Saved entries:
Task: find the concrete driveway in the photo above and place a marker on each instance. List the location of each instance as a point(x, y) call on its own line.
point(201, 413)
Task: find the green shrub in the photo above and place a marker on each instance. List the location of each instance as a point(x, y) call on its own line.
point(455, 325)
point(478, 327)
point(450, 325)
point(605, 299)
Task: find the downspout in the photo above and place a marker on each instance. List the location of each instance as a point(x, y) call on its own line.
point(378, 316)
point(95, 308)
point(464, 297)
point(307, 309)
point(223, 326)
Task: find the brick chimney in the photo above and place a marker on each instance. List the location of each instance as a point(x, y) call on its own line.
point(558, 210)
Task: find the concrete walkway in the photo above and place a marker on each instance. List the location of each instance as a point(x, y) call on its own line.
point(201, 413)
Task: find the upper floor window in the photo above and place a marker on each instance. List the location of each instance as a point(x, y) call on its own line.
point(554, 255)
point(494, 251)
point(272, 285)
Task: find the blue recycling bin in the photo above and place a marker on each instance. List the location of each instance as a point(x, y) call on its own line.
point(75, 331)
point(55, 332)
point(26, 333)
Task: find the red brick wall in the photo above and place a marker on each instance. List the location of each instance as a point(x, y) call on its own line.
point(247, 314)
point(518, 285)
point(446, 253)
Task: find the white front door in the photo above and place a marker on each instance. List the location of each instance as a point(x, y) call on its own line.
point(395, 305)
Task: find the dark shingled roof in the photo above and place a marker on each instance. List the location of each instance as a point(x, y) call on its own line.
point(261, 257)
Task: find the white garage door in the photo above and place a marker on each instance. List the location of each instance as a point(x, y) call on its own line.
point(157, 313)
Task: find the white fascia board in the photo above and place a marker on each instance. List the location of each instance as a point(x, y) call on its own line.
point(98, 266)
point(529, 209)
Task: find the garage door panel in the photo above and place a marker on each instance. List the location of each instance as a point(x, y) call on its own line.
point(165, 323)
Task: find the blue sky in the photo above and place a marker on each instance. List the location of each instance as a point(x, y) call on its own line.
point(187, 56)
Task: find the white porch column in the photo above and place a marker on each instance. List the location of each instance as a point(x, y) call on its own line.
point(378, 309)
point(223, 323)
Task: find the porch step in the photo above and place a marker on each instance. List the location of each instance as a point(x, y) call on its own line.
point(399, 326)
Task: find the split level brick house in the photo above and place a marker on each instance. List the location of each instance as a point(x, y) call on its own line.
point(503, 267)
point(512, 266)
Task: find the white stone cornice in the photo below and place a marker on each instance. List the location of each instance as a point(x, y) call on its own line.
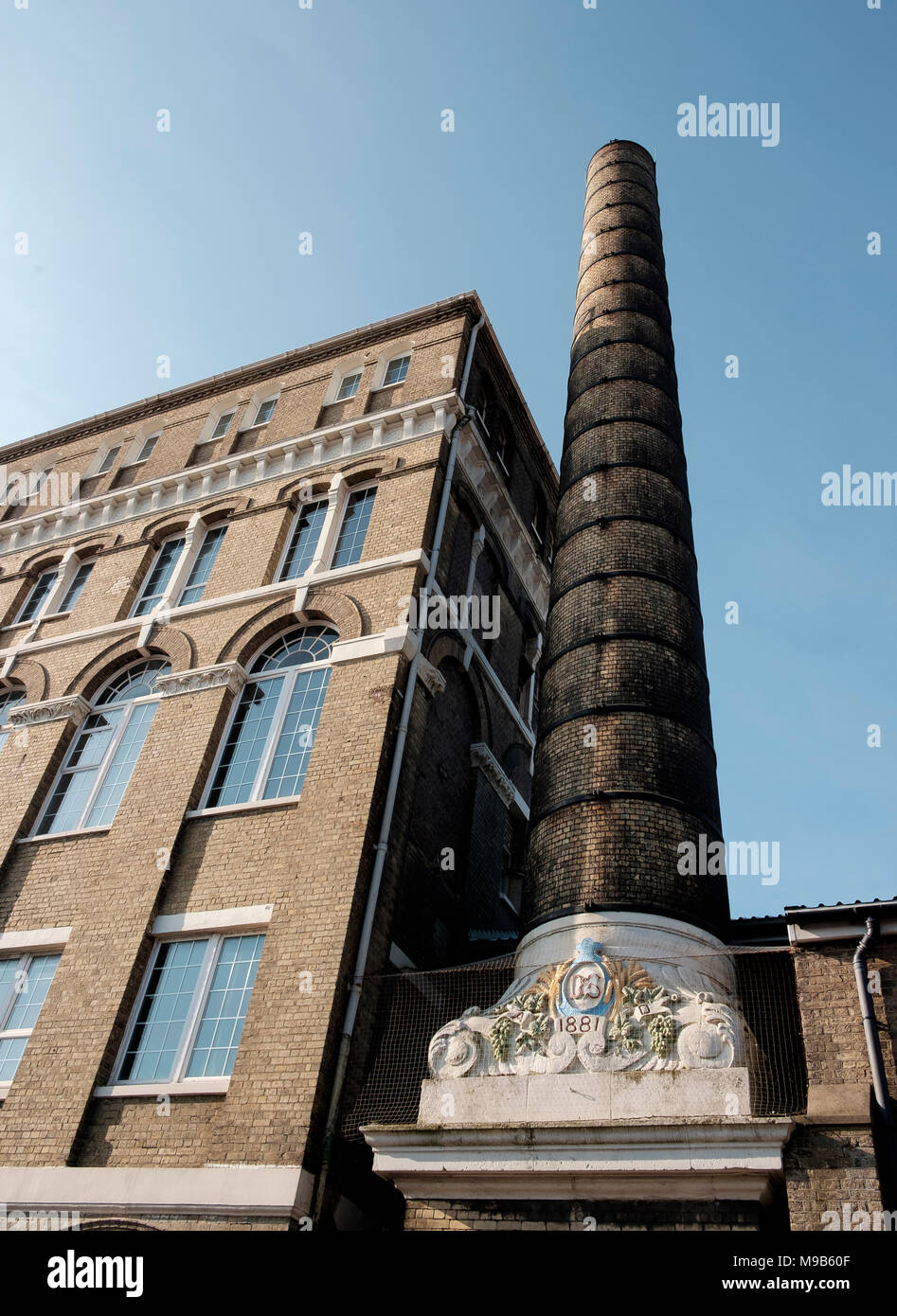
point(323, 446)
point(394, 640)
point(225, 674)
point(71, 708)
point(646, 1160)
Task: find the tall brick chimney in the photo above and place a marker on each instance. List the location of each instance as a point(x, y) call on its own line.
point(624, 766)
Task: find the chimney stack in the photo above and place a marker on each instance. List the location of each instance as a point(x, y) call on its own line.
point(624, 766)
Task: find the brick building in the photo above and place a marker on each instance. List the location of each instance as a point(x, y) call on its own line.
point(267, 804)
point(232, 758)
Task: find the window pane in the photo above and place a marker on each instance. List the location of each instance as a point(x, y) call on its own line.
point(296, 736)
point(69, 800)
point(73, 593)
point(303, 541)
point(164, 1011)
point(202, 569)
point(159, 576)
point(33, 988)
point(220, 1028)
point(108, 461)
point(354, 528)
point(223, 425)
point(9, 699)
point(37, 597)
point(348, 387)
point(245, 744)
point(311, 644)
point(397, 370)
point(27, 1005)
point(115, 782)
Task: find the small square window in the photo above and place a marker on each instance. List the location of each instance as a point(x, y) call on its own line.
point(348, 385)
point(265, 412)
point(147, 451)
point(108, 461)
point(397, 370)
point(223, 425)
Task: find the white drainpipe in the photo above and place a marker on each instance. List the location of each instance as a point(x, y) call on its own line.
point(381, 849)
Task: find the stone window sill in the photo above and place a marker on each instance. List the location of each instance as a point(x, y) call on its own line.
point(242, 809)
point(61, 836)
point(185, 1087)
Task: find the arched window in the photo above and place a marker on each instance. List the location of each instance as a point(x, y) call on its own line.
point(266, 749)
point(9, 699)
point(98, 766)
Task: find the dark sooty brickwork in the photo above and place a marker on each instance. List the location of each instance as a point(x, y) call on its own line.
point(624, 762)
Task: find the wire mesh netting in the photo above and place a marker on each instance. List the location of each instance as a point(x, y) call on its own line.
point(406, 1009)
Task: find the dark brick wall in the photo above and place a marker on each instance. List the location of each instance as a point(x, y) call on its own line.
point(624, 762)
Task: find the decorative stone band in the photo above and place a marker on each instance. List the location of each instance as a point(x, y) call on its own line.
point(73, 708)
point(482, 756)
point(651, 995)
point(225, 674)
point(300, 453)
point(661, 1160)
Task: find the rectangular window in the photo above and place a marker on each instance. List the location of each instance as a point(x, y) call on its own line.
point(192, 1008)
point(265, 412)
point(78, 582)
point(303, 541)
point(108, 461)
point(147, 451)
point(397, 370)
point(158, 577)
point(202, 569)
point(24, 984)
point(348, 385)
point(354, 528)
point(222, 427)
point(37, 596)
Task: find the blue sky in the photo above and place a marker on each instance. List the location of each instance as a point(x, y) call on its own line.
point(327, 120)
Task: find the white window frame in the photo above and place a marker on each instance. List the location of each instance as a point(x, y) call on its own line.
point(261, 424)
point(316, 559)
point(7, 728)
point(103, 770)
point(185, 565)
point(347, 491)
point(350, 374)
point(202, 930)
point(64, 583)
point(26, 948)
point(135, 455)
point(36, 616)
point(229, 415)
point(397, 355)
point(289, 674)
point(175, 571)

--

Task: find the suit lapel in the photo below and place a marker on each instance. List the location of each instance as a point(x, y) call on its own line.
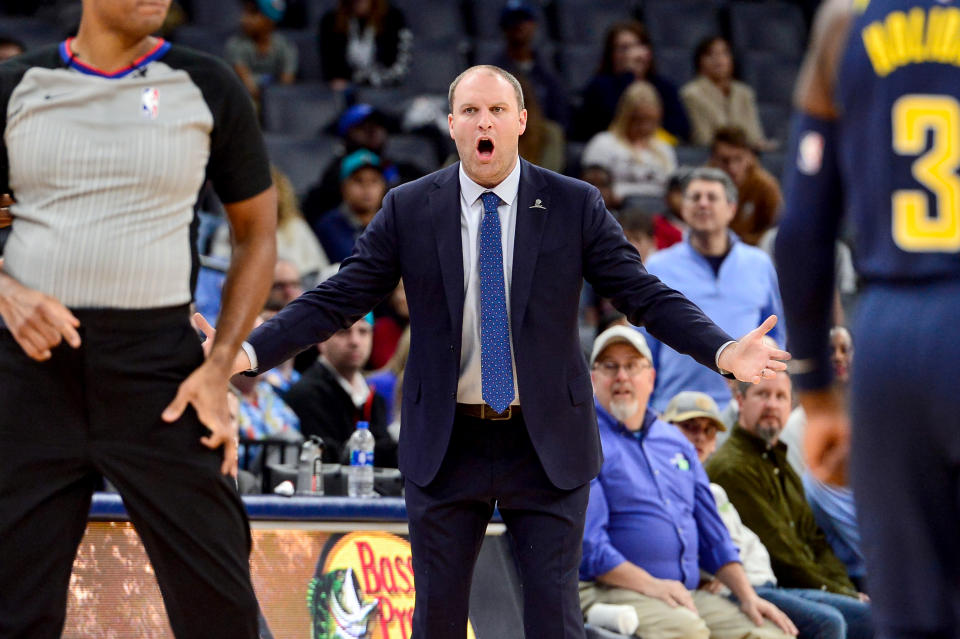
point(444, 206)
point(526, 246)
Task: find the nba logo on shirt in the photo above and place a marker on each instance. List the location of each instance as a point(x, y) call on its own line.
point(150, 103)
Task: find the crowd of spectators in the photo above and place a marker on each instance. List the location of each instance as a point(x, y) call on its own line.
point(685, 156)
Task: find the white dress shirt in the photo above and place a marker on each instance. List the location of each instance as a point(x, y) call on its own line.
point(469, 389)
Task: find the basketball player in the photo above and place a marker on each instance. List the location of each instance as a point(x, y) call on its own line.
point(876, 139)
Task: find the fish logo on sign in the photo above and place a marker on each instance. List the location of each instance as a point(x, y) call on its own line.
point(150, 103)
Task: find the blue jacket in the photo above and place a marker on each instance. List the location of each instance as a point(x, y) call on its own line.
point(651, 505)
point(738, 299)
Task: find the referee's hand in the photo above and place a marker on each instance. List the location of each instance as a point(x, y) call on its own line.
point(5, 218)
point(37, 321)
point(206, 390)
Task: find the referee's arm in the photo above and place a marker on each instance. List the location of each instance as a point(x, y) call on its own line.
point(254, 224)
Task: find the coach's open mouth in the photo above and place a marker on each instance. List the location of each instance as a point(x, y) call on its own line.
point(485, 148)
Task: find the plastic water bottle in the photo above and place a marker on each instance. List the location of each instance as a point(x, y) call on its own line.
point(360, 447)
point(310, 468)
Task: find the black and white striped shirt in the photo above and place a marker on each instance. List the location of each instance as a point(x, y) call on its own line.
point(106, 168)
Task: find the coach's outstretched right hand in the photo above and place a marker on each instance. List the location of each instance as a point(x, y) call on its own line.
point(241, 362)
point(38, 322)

...

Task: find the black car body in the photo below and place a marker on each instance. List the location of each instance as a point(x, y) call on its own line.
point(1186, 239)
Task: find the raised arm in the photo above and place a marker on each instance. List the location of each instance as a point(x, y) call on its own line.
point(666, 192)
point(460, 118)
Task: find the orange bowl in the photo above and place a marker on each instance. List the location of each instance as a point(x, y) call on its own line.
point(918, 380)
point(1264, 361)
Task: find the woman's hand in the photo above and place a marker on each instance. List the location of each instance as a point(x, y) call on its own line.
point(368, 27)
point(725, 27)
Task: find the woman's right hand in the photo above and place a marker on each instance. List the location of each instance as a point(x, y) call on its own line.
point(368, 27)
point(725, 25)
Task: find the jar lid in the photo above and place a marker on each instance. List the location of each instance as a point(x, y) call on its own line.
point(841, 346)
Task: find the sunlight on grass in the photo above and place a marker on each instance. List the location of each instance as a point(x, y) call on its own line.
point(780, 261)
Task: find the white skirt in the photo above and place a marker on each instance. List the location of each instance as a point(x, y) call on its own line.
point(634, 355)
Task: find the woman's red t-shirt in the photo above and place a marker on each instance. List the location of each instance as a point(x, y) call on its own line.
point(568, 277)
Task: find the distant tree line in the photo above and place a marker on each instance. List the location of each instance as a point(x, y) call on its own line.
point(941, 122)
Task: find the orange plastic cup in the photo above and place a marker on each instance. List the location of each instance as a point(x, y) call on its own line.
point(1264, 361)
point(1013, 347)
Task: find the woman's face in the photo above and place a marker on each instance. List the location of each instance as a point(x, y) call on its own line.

== Exercise aim ==
Reproduce word for word the stretch of the saved entries above that opens with the line containing "Task: find the white garage" and closes with the line containing "point(529, 209)", both of those lines included.

== Response to this exercise ==
Task: find the white garage door in the photo above and place a marker on each instance. List the location of each instance as a point(x, y) call on its own line.
point(157, 313)
Task: find the white fascia board in the photo above and place a marker on each instance. List the location of each instance as a point(x, y) call on its own line.
point(98, 266)
point(529, 209)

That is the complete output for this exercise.